Below, you can read our interview with artist Kenn Morr, and listen to Still Shining by The Kenn Morr Band Check out our full music review of Still Shining here.
Q: Great to be speaking with you, Kenn! Your roots in both the NYC area and Connecticut since the early 2000s have you firmly planted on the East Coast. How do you feel your time spent in these locations has influenced your songwriting and musical development?
A: I grew up on Long Island. My mom loved the ocean. So as far back as I can remember our summers always involved the beach and the ocean. We would sometimes even go in the fall or dead of winter. Just to be near it. To this day the ocean/sea references appear in my writing. It represents so many things. I was also always drawn to living in the country. In 2000, right before our first son was born, we relocated to the foothills of the Berkshire Mountains, in the northwest corner of Connecticut. We are living in the middle of nature, with all its wildlife including black bear, deer, coyotes, moose, mountain lions, etc.. It is a writer’s paradise. Each season presents a different kind of beauty and experience. The seasons seem magnified here. It’s an amazing cycle. We’re really spoiled. So, my surroundings greatly affect my songwriting as nature references naturally appear in my lyrics because I’m essentially marinating in nature. As far as my musical development, I’ve been blessed to work with top notch musicians from Long Island, New York City and Connecticut. My current band with multi-instrumentalist Tom Hagymasi, bassist Pat Ryan and drummer Tido T-Bone Holtkamp are the perfect musicians to be playing this music. Three of us have been together almost 15 years. T-Bone has now been with us five years. Tom’s been playing professionally since the early 70’s, T-Bone teaches drums by day and gigs at night and Pat studied bass at Berklee College of Music. Playing with them is ongoing musical development.
Q: You’ve mentioned that your musical career started at the age of 19 when you stepped away from playing baseball. Can you give us some insight into that transitional period in your life?
A: I was a right-handed pitcher who loved two things: 1. Baseball and 2. Music. I’d sit for hours in my room with an album open, lyrics out, record playing loud, reading the lyrics from all my songwriting heroes. I was fascinated with the idea those songwriters were conveying their inner-most thoughts and emotions through song! When I was a junior in high school my older brother, Gerry, would drive me to a local club (My Father’s Place,) and we’d watch The New Riders of the Purple Sage when they’d come to town from California. I even became friendly with the late John Dawson, their frontman. He loved the fact a high school kid was going out to clubs on a weeknight to watch his band! So, when my baseball career stopped abruptly at the age of 19, I realized my only other true passion or “calling” was music. I wanted to be a songwriter! I can remember the exact moment that occurred to me. So, that Christmas I got a cheap guitar, wrote my first song within a few months and then off I went.

(Information given):
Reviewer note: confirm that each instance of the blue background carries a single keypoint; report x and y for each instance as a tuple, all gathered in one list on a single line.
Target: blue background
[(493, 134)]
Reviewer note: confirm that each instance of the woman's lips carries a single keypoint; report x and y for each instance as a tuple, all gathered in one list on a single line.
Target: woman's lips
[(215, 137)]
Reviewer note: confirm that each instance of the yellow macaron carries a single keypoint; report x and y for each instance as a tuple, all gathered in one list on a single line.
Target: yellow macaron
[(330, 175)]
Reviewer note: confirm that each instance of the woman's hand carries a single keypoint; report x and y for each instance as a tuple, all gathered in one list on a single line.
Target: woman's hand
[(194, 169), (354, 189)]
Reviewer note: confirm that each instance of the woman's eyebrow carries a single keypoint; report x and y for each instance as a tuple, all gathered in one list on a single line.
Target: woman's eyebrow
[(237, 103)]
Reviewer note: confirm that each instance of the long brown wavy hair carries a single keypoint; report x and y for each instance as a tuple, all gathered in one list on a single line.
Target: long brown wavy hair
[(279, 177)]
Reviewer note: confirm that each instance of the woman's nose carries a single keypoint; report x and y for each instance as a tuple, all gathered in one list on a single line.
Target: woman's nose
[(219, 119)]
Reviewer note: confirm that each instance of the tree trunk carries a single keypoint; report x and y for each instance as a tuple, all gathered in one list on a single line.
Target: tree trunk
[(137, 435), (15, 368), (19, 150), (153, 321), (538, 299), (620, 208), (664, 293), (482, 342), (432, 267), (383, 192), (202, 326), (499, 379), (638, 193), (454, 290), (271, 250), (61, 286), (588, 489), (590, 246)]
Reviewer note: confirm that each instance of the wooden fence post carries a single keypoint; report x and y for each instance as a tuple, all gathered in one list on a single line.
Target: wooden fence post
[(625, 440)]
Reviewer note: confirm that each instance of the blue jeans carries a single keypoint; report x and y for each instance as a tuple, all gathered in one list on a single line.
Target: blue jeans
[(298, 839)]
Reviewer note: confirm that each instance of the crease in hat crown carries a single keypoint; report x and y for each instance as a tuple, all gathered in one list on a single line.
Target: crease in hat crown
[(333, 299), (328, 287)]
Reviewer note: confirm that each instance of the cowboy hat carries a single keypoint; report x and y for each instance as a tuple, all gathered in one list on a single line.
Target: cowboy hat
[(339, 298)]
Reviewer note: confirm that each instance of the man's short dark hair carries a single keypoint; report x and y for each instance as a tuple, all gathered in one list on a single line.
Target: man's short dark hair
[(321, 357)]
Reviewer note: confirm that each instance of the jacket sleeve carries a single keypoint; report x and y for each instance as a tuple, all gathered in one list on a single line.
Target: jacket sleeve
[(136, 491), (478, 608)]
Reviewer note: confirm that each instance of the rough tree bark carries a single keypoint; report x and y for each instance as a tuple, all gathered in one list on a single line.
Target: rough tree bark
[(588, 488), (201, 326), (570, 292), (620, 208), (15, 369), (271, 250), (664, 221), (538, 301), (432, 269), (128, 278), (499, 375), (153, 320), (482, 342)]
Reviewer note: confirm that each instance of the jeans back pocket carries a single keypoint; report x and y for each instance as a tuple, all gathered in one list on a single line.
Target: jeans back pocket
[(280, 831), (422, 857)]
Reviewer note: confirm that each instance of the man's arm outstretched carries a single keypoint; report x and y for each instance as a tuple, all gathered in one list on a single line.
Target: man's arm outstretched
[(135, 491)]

(Work required):
According to the interview with Kenn Morr, why do nature references appear in his lyrics? Answer in one to three sentences.

(Written answer):
He says they appear naturally because he is "essentially marinating in nature." Since 2000 he has lived in the foothills of the Berkshire Mountains in northwest Connecticut, surrounded by wildlife and by seasons that seem magnified there.